Two members of the Ghanaian parliament, Dr Bernard Okoe Boye and Ms Zanetor Rawlings, have called for debate on the question of decriminalisation of abortion after data were reported publicly that show a high rate of unsafe abortions and deaths from complications in the country, as well as a growing number of unsafe abortions among teens and young women.
Dr Okoe Boye, called for the decriminalisation of abortion in the country – not “an unrestricted, unrestrained and unstructured legal regime that grants a blank cheque for the termination of pregnancy”, he said, but to bring to the attention of the parliament the increase in abortions at the end of 2017 and the statistic that 27 women and girls die from an unsafe abortion daily. It is ironic, he said, that “many girls die because the law will cause their arrest should they visit a government hospital seeking termination of pregnancy” and that while Ghanaian law prevents doctors from providing safe abortions, if a woman attempts an abortion and her life becomes threatened through bleeding, the law does not punish the doctor for saving her.
Ms Zanetor Rawlings called for a “frank conversation on legalisation of abortion” and a debate on whether or not it should be decriminalised, with all sides of the issue critically considered to ensure fairness to all parties who may be affected. She believes that headway will not be made on the issue, however, if the conversation is not widened to include broad stakeholder engagement and involve religious bodies.
Behind these cautious but positive remarks is the fact that medical doctors in Ghana are worried over increasing unsafe abortion cases, about 45% of all abortions in the country. In 2017, 53,114 post-abortion care cases were recorded in government hospitals alone across the country, according to the Ghana Health Service. There are also increasing cases reported of teenage pregnancy. According to a 2016 report, 110,000 adolescent girls in 352 basic schools across the country got pregnant that year, while 35% of pregnancies among married women are unplanned.

### Your task
According to the text on Ghana's abortion debate, how many post-abortion care cases did government hospitals record in 2017?

### Dataset
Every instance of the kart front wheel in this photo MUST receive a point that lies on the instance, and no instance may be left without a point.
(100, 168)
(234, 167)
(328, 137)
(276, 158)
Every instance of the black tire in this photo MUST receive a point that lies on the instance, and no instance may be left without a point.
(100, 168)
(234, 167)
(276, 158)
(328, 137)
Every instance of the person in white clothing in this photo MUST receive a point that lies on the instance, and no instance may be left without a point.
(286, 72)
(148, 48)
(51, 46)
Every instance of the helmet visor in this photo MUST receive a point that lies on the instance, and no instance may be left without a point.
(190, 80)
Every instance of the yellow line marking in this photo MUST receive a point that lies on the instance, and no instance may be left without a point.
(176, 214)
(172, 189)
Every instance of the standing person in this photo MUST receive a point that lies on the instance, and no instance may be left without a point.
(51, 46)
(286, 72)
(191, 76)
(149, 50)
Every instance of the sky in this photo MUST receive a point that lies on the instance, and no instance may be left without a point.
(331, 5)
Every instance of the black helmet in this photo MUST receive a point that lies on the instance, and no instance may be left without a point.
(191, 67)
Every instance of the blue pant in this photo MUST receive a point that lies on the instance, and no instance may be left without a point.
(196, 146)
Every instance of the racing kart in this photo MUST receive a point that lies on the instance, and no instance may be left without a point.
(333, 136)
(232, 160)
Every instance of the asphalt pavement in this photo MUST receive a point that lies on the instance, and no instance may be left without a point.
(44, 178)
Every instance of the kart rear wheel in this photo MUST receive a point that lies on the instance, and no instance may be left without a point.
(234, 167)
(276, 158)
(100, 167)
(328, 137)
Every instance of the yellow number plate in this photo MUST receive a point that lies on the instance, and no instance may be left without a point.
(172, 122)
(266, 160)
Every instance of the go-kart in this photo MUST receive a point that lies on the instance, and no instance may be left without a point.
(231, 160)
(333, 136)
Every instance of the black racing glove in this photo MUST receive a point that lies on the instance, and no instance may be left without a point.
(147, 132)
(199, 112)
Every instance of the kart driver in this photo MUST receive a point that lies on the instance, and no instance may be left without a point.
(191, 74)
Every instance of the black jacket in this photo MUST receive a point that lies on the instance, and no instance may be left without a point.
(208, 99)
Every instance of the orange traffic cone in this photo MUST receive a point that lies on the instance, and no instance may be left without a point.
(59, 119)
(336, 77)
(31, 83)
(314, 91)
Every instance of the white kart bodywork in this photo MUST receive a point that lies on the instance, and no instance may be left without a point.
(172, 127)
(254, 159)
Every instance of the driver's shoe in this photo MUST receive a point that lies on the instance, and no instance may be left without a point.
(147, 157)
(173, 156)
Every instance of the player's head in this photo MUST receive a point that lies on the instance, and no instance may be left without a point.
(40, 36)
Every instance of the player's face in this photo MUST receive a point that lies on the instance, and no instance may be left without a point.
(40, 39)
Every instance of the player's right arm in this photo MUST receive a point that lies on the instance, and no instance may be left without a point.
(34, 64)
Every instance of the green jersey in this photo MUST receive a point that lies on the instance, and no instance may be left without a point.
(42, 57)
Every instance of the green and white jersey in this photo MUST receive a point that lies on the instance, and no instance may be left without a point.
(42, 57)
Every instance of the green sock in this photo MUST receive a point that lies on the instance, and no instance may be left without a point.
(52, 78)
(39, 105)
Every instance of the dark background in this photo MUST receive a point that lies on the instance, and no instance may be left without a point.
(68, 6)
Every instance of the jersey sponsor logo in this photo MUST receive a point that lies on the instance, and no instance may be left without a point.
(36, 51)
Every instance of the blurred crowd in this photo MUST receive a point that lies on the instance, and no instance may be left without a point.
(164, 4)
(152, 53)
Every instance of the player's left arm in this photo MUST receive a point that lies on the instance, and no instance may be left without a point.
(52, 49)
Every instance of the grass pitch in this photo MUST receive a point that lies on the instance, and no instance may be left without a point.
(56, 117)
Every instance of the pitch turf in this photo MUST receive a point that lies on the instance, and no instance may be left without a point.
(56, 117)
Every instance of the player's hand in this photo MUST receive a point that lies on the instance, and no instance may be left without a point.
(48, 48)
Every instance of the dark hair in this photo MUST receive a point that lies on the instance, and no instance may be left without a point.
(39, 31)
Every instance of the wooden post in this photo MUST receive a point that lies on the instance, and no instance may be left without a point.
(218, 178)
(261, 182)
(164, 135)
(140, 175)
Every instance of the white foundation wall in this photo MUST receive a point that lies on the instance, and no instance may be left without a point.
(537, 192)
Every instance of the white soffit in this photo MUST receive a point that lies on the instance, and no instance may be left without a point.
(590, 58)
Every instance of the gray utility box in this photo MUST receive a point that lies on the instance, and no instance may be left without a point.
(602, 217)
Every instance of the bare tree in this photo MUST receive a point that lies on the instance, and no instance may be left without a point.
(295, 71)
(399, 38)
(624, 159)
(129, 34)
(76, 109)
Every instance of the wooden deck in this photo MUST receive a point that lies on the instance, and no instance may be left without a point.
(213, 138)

### Solution to this task
53,114 post-abortion care cases.